• _REQUIREMENT_:
Lay out the data as a numbered list, starting at its first line and ending after the line that contains "point(352, 49)". Leave out blank lines and the pictures.

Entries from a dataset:
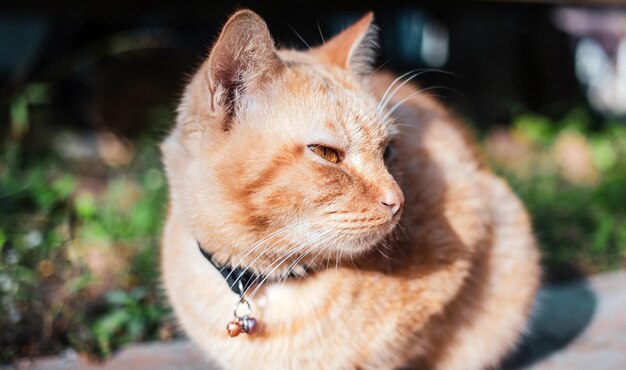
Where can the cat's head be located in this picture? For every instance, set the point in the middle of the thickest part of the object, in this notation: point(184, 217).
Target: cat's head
point(283, 151)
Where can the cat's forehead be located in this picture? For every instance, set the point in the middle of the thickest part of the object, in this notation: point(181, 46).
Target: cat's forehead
point(347, 109)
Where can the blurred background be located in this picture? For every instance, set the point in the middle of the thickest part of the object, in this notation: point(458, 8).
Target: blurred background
point(88, 90)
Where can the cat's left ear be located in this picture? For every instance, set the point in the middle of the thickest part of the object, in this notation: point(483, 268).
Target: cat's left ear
point(352, 49)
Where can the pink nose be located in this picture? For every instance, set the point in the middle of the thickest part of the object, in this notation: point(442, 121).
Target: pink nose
point(392, 200)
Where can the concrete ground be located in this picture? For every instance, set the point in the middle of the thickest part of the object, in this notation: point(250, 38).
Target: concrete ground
point(579, 325)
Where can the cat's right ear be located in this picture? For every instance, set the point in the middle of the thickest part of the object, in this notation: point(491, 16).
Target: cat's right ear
point(243, 57)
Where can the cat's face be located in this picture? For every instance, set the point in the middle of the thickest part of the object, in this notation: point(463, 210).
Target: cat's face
point(297, 160)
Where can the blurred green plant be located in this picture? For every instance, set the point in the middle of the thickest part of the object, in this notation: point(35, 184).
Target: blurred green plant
point(579, 217)
point(78, 248)
point(79, 234)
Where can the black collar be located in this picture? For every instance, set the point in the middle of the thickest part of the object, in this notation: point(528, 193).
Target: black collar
point(238, 279)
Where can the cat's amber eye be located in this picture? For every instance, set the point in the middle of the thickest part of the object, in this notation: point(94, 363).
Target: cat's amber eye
point(328, 153)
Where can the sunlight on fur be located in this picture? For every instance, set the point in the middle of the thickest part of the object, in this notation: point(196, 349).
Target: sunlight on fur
point(408, 252)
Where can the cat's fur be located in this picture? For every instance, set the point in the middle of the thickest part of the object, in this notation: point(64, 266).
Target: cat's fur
point(445, 283)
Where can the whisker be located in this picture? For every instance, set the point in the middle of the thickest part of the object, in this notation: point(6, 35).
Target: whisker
point(300, 37)
point(320, 30)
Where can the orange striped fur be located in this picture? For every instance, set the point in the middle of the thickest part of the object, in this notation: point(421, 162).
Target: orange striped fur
point(423, 261)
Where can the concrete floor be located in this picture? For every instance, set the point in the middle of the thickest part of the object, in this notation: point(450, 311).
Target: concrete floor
point(579, 325)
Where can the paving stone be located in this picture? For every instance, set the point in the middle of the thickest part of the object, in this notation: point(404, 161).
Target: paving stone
point(578, 325)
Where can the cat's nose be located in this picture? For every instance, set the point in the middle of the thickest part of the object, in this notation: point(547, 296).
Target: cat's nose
point(392, 200)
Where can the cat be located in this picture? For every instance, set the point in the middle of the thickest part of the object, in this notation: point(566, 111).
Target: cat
point(382, 239)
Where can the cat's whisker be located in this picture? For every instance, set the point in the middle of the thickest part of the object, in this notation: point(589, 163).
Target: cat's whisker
point(385, 100)
point(280, 261)
point(257, 245)
point(288, 230)
point(399, 78)
point(411, 96)
point(300, 37)
point(321, 34)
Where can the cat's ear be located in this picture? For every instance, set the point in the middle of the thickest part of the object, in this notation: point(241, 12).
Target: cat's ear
point(241, 59)
point(353, 49)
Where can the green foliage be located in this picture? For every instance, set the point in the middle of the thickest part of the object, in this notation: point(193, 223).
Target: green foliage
point(79, 237)
point(78, 261)
point(577, 223)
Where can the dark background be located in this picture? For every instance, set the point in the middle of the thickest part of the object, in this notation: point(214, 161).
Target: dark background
point(110, 63)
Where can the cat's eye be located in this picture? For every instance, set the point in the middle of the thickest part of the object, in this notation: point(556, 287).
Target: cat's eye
point(328, 153)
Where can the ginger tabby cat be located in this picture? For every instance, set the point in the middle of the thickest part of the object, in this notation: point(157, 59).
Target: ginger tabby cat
point(282, 161)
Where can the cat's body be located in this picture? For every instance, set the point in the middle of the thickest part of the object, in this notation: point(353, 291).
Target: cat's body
point(441, 275)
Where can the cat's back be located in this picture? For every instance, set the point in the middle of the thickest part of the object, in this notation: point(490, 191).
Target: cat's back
point(442, 167)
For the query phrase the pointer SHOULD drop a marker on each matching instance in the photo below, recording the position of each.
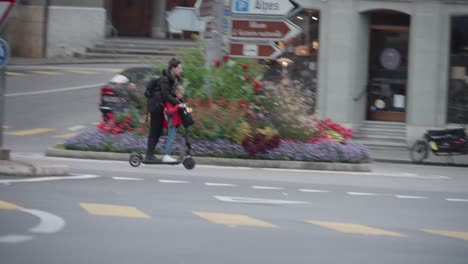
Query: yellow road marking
(47, 72)
(14, 74)
(30, 131)
(113, 210)
(82, 72)
(452, 234)
(6, 205)
(355, 228)
(233, 219)
(68, 135)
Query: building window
(457, 111)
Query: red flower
(242, 103)
(257, 86)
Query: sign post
(5, 7)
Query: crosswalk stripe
(82, 72)
(10, 206)
(29, 132)
(233, 219)
(14, 74)
(113, 210)
(47, 72)
(355, 228)
(67, 135)
(448, 233)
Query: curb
(283, 164)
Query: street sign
(275, 30)
(259, 51)
(263, 7)
(5, 8)
(3, 52)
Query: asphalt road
(109, 212)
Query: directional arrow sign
(275, 30)
(263, 7)
(259, 51)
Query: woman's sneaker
(168, 158)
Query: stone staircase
(382, 135)
(136, 49)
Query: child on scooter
(172, 121)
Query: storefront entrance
(388, 66)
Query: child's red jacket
(172, 110)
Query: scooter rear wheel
(419, 152)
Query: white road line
(361, 194)
(220, 184)
(55, 90)
(14, 238)
(410, 197)
(267, 188)
(55, 178)
(49, 223)
(255, 200)
(127, 179)
(456, 200)
(314, 191)
(171, 181)
(76, 128)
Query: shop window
(457, 111)
(299, 61)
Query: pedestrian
(172, 121)
(170, 77)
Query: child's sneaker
(168, 158)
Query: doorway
(132, 17)
(388, 66)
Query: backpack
(153, 87)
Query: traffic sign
(5, 8)
(260, 51)
(263, 7)
(3, 52)
(275, 30)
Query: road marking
(355, 228)
(67, 135)
(55, 178)
(48, 224)
(410, 197)
(113, 210)
(315, 191)
(233, 219)
(171, 181)
(127, 179)
(361, 194)
(14, 238)
(220, 184)
(255, 200)
(76, 128)
(9, 206)
(30, 132)
(267, 188)
(55, 90)
(456, 200)
(82, 72)
(14, 74)
(47, 72)
(448, 233)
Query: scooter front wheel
(419, 152)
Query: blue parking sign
(3, 52)
(241, 5)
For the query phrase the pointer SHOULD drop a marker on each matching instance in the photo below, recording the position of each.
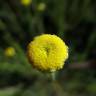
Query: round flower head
(41, 7)
(9, 52)
(47, 52)
(26, 2)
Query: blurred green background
(72, 20)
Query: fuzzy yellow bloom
(9, 52)
(26, 2)
(47, 52)
(41, 7)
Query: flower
(47, 52)
(41, 7)
(9, 52)
(26, 2)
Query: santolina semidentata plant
(47, 52)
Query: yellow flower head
(9, 52)
(47, 52)
(26, 2)
(41, 7)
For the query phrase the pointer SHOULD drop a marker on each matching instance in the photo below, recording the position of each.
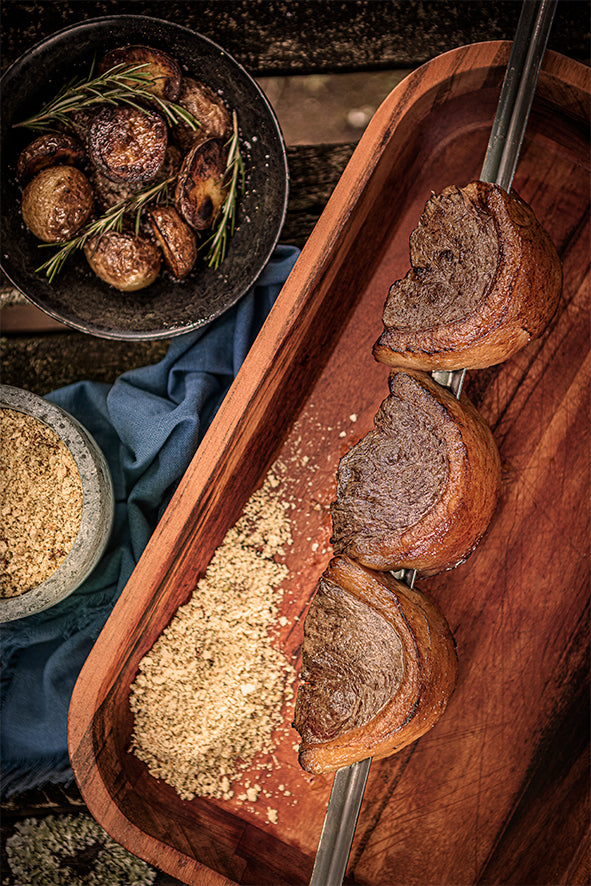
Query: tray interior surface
(320, 392)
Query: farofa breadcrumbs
(209, 694)
(41, 502)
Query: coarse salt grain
(209, 694)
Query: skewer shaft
(500, 162)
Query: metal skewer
(500, 162)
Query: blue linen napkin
(148, 425)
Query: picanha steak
(378, 668)
(419, 490)
(485, 279)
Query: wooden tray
(497, 792)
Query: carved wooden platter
(497, 791)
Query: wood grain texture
(475, 799)
(301, 36)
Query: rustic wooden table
(544, 838)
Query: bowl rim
(94, 327)
(98, 495)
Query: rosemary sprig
(235, 176)
(111, 220)
(121, 84)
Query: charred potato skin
(164, 71)
(49, 149)
(200, 190)
(127, 144)
(124, 261)
(209, 111)
(56, 203)
(175, 238)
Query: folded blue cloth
(148, 424)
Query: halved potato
(176, 239)
(200, 190)
(128, 144)
(49, 149)
(124, 261)
(57, 203)
(163, 72)
(207, 108)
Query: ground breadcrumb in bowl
(57, 504)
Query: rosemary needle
(125, 84)
(121, 84)
(218, 242)
(111, 220)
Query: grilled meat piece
(485, 280)
(419, 490)
(378, 668)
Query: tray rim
(312, 266)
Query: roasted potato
(49, 149)
(208, 110)
(128, 144)
(163, 72)
(175, 238)
(200, 190)
(126, 262)
(57, 203)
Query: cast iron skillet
(167, 308)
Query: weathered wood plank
(303, 36)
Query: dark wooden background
(278, 39)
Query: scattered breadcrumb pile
(210, 693)
(41, 502)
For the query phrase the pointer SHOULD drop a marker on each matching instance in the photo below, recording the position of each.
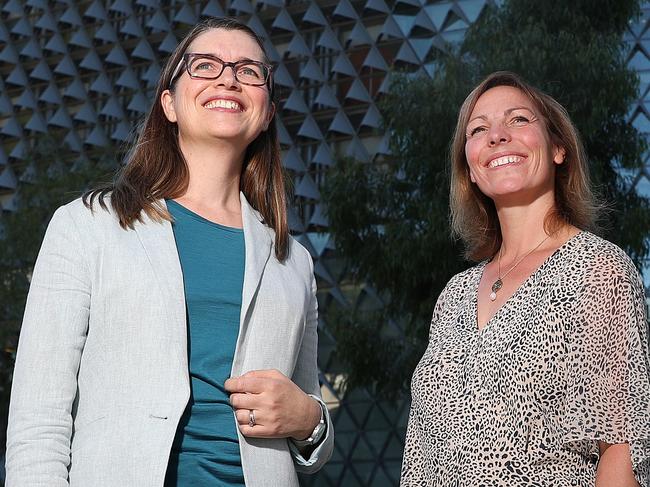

• _COMPLETE RESPONSE_:
1. Where can the cat's head be located in this picture? For every instance, set the point in the middle of the thickest part of the object, in this notation: point(184, 217).
2. Target: cat's head
3. point(283, 151)
4. Where can the cat's forehead be located in this picture? For every instance, set the point in the middle of the thickest part of the object, in this notation: point(181, 46).
5. Target: cat's forehead
6. point(347, 109)
7. Where can the blurred background be located in this picture? For every instance, set the point in the middle of the thickest part of the object, in this notation: point(458, 8).
8. Target: blurred background
9. point(88, 90)
10. Where can the cat's left ear be located in this picture? For every instance, set the point in the middle of the thickest part of the object, in this notation: point(483, 268).
11. Target: cat's left ear
12. point(352, 49)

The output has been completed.